Data records:
^^^^^^^^
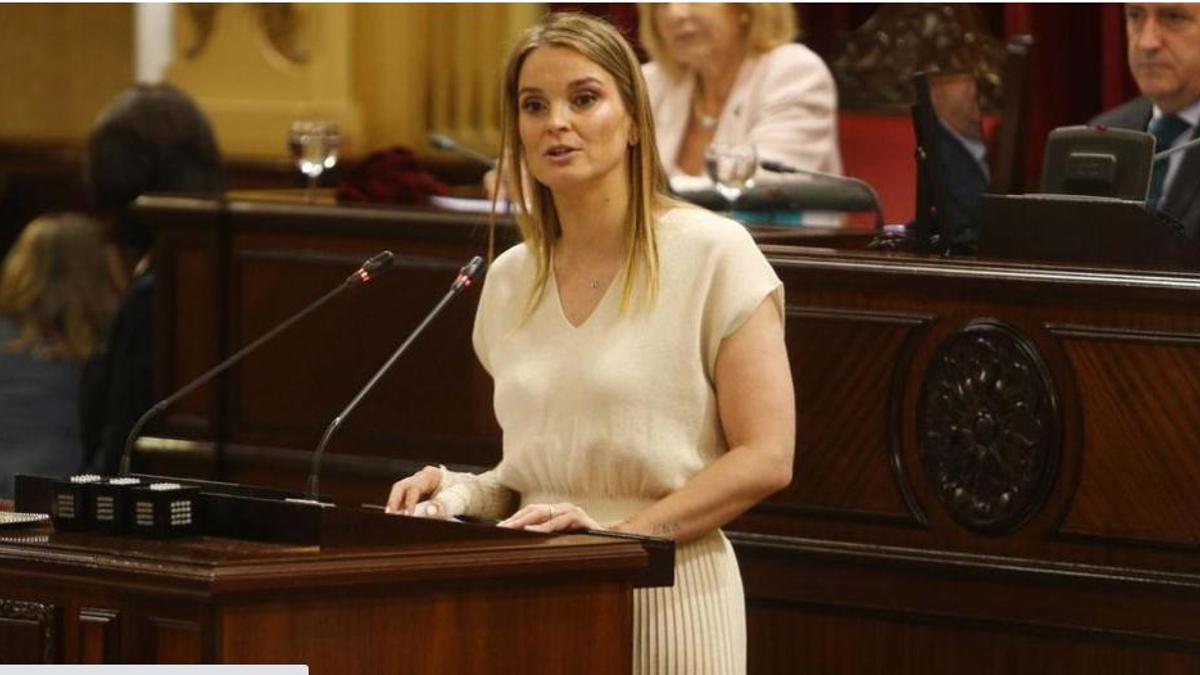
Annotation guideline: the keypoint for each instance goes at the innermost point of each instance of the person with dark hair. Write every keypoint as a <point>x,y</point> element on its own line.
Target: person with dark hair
<point>1164,59</point>
<point>55,302</point>
<point>150,139</point>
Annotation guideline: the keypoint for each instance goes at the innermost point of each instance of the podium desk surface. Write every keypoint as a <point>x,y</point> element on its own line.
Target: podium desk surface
<point>215,565</point>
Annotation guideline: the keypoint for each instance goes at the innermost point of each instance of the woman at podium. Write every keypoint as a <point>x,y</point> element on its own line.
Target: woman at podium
<point>636,346</point>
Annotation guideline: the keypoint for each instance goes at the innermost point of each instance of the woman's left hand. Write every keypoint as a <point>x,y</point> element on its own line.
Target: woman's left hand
<point>550,518</point>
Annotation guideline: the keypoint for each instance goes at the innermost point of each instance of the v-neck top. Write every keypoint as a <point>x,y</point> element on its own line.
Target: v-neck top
<point>621,410</point>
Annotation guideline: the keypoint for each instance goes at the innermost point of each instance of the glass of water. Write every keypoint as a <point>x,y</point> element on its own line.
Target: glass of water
<point>732,168</point>
<point>313,145</point>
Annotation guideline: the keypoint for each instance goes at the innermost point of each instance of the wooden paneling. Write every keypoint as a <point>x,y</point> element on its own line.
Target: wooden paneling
<point>172,640</point>
<point>1063,398</point>
<point>397,596</point>
<point>29,632</point>
<point>100,635</point>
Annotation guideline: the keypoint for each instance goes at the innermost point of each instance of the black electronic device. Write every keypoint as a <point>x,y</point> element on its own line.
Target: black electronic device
<point>1098,162</point>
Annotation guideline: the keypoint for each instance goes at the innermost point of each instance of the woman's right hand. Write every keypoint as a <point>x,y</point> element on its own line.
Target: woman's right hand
<point>406,494</point>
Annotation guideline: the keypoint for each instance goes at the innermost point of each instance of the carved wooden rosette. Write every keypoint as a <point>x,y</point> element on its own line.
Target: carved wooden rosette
<point>988,426</point>
<point>874,65</point>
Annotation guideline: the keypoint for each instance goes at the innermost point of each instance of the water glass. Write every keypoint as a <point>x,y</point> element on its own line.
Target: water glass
<point>732,168</point>
<point>313,147</point>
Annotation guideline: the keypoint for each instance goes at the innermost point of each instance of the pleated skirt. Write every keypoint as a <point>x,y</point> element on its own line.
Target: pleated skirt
<point>696,627</point>
<point>699,625</point>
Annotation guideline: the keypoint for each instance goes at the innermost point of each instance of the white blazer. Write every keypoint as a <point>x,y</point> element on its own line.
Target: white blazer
<point>784,102</point>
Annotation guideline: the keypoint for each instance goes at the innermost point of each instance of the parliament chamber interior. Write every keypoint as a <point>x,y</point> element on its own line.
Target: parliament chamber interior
<point>989,257</point>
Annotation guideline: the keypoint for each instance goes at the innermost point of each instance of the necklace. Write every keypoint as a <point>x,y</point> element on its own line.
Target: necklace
<point>706,120</point>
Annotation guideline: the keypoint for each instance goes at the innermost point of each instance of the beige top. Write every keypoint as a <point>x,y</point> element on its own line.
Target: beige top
<point>784,102</point>
<point>622,410</point>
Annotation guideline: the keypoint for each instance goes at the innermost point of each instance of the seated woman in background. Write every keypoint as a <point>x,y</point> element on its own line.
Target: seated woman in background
<point>731,75</point>
<point>151,138</point>
<point>57,298</point>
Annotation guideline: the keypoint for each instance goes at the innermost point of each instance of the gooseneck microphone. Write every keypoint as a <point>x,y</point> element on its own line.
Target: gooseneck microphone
<point>443,142</point>
<point>371,268</point>
<point>780,167</point>
<point>466,275</point>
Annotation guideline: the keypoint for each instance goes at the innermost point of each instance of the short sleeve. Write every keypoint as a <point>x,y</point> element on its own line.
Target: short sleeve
<point>741,280</point>
<point>480,335</point>
<point>499,302</point>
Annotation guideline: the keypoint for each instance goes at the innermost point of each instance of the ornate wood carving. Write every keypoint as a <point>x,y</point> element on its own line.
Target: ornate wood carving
<point>875,64</point>
<point>29,632</point>
<point>988,426</point>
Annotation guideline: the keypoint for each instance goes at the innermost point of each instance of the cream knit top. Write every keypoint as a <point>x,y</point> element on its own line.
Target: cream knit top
<point>622,410</point>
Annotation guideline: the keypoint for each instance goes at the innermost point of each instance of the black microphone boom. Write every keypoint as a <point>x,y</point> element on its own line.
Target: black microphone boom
<point>443,142</point>
<point>463,280</point>
<point>371,268</point>
<point>780,167</point>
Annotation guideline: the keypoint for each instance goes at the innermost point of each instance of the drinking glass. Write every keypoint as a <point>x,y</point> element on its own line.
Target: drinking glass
<point>732,168</point>
<point>313,145</point>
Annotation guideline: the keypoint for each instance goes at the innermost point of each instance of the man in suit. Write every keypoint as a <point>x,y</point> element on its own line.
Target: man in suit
<point>1164,58</point>
<point>963,154</point>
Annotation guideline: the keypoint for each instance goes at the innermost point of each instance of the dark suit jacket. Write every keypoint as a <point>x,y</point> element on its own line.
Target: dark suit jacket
<point>964,181</point>
<point>1182,201</point>
<point>118,382</point>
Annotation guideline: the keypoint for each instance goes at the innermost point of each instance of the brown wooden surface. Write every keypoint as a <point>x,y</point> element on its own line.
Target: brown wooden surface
<point>859,566</point>
<point>496,604</point>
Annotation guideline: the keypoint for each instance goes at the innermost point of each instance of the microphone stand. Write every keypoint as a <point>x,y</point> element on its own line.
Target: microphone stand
<point>780,167</point>
<point>369,270</point>
<point>463,280</point>
<point>443,142</point>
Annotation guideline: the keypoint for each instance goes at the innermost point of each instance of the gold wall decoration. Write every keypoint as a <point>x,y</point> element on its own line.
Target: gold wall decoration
<point>253,90</point>
<point>280,22</point>
<point>63,65</point>
<point>387,73</point>
<point>202,16</point>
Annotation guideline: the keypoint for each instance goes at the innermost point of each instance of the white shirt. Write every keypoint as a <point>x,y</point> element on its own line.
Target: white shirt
<point>1192,115</point>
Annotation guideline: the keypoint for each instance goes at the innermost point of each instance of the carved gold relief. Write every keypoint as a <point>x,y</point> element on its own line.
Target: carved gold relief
<point>277,22</point>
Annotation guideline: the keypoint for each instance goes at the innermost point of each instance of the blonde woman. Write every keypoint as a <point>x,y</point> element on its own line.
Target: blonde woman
<point>731,75</point>
<point>57,298</point>
<point>636,346</point>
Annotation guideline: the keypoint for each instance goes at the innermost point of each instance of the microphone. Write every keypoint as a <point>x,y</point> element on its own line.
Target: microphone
<point>780,167</point>
<point>1170,151</point>
<point>465,279</point>
<point>371,268</point>
<point>443,142</point>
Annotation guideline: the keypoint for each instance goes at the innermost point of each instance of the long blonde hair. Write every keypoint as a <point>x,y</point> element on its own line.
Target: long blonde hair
<point>767,25</point>
<point>57,287</point>
<point>535,214</point>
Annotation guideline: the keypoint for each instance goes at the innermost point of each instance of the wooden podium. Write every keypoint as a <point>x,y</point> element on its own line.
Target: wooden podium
<point>439,598</point>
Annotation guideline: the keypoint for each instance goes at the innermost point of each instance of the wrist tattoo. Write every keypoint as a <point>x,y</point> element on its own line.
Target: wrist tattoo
<point>665,529</point>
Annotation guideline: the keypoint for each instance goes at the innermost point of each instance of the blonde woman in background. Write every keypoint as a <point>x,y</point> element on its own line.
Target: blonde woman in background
<point>636,347</point>
<point>57,298</point>
<point>731,75</point>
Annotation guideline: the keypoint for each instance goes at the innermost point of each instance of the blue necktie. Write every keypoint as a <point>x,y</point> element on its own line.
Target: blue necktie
<point>1165,129</point>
^^^^^^^^
[INSTRUCTIONS TO FOLLOW] Write the records out again verbatim and omit the pictures they contain.

[TASK OUTPUT]
Annotation guideline: the keypoint for each instance goes at the innermost point of each instance of the person with dark hair. Write every keypoint as a <point>x,y</point> element on its own line.
Target: person with dark hair
<point>1164,59</point>
<point>55,302</point>
<point>150,139</point>
Annotation guideline: the keypoint for each instance goes at the innermost point of each instance of the podium desk surface. Write every keypoint as a <point>x,y</point> element on its own line.
Target: podium desk surface
<point>215,565</point>
Annotation guideline: the keypoint for each instance goes at the innermost point of each instance of the woman at podium. Write every keypoint as a <point>x,y</point> element on its own line.
Target: woman at podium
<point>636,346</point>
Annotation guideline: the keypoint for each instance goes at the innermost point of each instance of the woman's left hand. Write every keypoint as a <point>x,y</point> element on its own line.
Target: woman's left hand
<point>550,518</point>
Annotation guideline: the keypoint for each instance goes at the innermost point of each instance of the v-neck top. Write every keypoint as a <point>x,y</point> element on its own line.
Target: v-neck top
<point>621,410</point>
Annotation guideline: the keypoint for each instance goes at the innermost point of each instance of the glass of water. Write every keypoint as a <point>x,y</point> element on its own line.
Target: glass of water
<point>732,168</point>
<point>313,145</point>
Annotation guideline: the keypoint for each instance goes at the innermost point of each instance of the wooden paneling. Write every keypoint as a <point>x,y</point> element on its own line.
Target: wooden paneling
<point>172,640</point>
<point>1063,398</point>
<point>397,596</point>
<point>29,632</point>
<point>100,635</point>
Annotation guideline: the keypoint for each instance goes at the innermost point of each instance of the black electronic device. Write every keypoint as a <point>x,y</point> element on its own line.
Target: black electronic device
<point>1098,162</point>
Annotation guideline: the keypoint for each instance goes at the innermost point of each instance of the woman's right hand. Write every keypoint as a <point>x,y</point> element on its own line.
Target: woman's right hand
<point>406,494</point>
Annotation guideline: the keypoint for each instance goes at the innermost point of each instance of the carved wooden rosette. Write every keypoint as a <point>x,y</point> element on its own line.
Target: carved wooden rosette
<point>988,426</point>
<point>874,65</point>
Annotation guideline: the keypoint for each instance goes at the innermost point of each instance of the water glass. Write every keypoint as a <point>x,y</point> element on its own line.
Target: water glass
<point>732,168</point>
<point>313,147</point>
Annotation guideline: the keypoint for each instance goes at the innermost point of each instance of the pleated skirt. Write every keypoint as a <point>x,y</point> element on its own line.
Target: pleated skirt
<point>696,627</point>
<point>699,625</point>
Annotation guideline: the keypoint for each instance goes at the innermost point of each instance of the white blazer. Write every keypoint as a <point>x,y</point> element on its own line.
Target: white blazer
<point>784,102</point>
Annotation guideline: the keypoint for each instance goes at the innermost point of each instance of the parliament chamber interior. Write every keypoint as a <point>x,y</point> element on its own line.
Target: parliament chamber interior
<point>989,257</point>
Annotation guideline: the keypoint for each instance goes at the innermost point of each instance of the necklace. Write every keypoint as a <point>x,y</point> element on its own line.
Target: necklace
<point>706,120</point>
Annotation guideline: the keypoint for each instance goes at the innermost point of each instance of the beige top. Write every keypoint as a <point>x,y</point> element on its own line.
Target: beige top
<point>784,102</point>
<point>622,410</point>
Annotation guideline: the keypoint for each instance goes at the innermost point of each instance of the seated woman in background. Write every keypoint as a <point>x,y</point> element on its own line.
Target: seated woman in background
<point>731,75</point>
<point>151,138</point>
<point>57,298</point>
Annotation guideline: the keypoint for each instance goes at the innermost point of each instance of the gooseneck microphone. Write every keypoint as a <point>x,y</point> element on its own line.
Target: gooseneck microphone
<point>443,142</point>
<point>371,268</point>
<point>780,167</point>
<point>466,275</point>
Annotation guideline: the keypoint for each instance goes at the innermost point of each instance of the short sleeve. Write every keypoint as a <point>x,y</point> element on its own line.
Target: short sleeve
<point>741,280</point>
<point>480,335</point>
<point>499,302</point>
Annotation guideline: the keypoint for each instance goes at the innermost point of each instance of the ornate wood carving. Write every keypoint as a <point>x,y</point> element on its own line.
Target: ornate wood carving
<point>875,64</point>
<point>29,632</point>
<point>988,426</point>
Annotation guideline: the keypoint for each instance goes at the innermost point of each instance of the cream knit top. Write every keypoint as a <point>x,y</point> element on its own line.
Target: cream knit top
<point>622,410</point>
Annotation guideline: the keypoint for each instance goes at the innermost point of each instance of the black microphone boom. Write every keypoint as a <point>x,y</point> element on its own line.
Target: black microphone boom
<point>443,142</point>
<point>463,280</point>
<point>371,268</point>
<point>780,167</point>
Annotation guideline: the keypoint for each instance goes at the innermost point of each instance of the drinking glass. Write every keypoint as a <point>x,y</point> element on its own line.
Target: drinking glass
<point>732,168</point>
<point>313,145</point>
Annotation guideline: the keypoint for each instance goes at the innermost point of each instance of the man in suit. Write every keypoint as a <point>x,y</point> element on its own line.
Target: man in suit
<point>1164,58</point>
<point>963,154</point>
Annotation guideline: the keypoint for each instance goes at the innermost point of each instance of the dark suit jacket. Write every keypoint as a <point>x,y</point> element on its own line.
Target: dark suit jacket
<point>964,181</point>
<point>1182,201</point>
<point>118,382</point>
Annotation guideline: the keypoint for each instance goes at the innermost point of each instance of the brown wooden surface. Write every keypoint as a <point>x,y</point> element on its own line.
Target: brown wooden surface
<point>859,566</point>
<point>496,604</point>
Annotation guideline: the keypoint for each instance goes at the innermost point of each instance of the microphone stand. Write every keypoint as a <point>x,y</point> element on its own line.
Target: microphone stand
<point>780,167</point>
<point>369,270</point>
<point>463,280</point>
<point>443,142</point>
Annotation guideline: the keypoint for each instance goes at the innermost point of each instance of the gold wall decoration. Write every keypoint as a <point>x,y</point> element on its own line.
Target: gold wall decoration
<point>253,90</point>
<point>280,22</point>
<point>63,65</point>
<point>387,73</point>
<point>202,16</point>
Annotation guideline: the keypoint for each instance goes at the innermost point of each instance of the white shirt. Write every keypoint as a <point>x,y</point> element on its own line.
Target: white shirt
<point>1192,115</point>
Annotation guideline: the keypoint for each instance goes at the innermost point of each instance of the carved gold relief. Write every keypoint as a <point>x,y</point> element on its own line.
Target: carved gold relief
<point>277,22</point>
Annotation guideline: the keypoint for each instance goes at the innermost point of each instance of the blonde woman. Write every keypoint as a <point>x,y</point> element on its own line.
Target: blonde woman
<point>731,75</point>
<point>57,298</point>
<point>636,346</point>
Annotation guideline: the keypoint for each instance goes at the innermost point of each instance of the microphone. Write every keypoint as a <point>x,y</point> element on its own line.
Target: microphone
<point>780,167</point>
<point>1170,151</point>
<point>465,279</point>
<point>371,268</point>
<point>443,142</point>
Annotation guideline: the keypoint for each instance goes at the innermost point of each instance of the long blonde hair. Write every keypoint as a <point>x,y</point> element on its own line.
Target: long blonde hair
<point>767,25</point>
<point>57,287</point>
<point>535,214</point>
Annotation guideline: the keypoint for each instance goes at the innermost point of each instance of the wooden podium. Write every keypoint as a <point>x,y</point> element on its own line.
Target: wooden podium
<point>439,598</point>
Annotation guideline: the keypoint for each instance goes at the innermost point of each instance of the wrist tattoo. Write every keypoint as a <point>x,y</point> element on its own line.
Target: wrist tattoo
<point>665,529</point>
Annotation guideline: the keypoint for each instance goes at the innermost point of each instance of the blonde woman in background. Write every keypoint as a <point>x,y</point> element on its own line.
Target: blonde woman in background
<point>636,347</point>
<point>57,298</point>
<point>731,75</point>
Annotation guideline: the keypoint for each instance goes at the innermost point of each instance of the blue necktie. Write every keypoint as a <point>x,y</point> element on its own line.
Target: blue necktie
<point>1165,129</point>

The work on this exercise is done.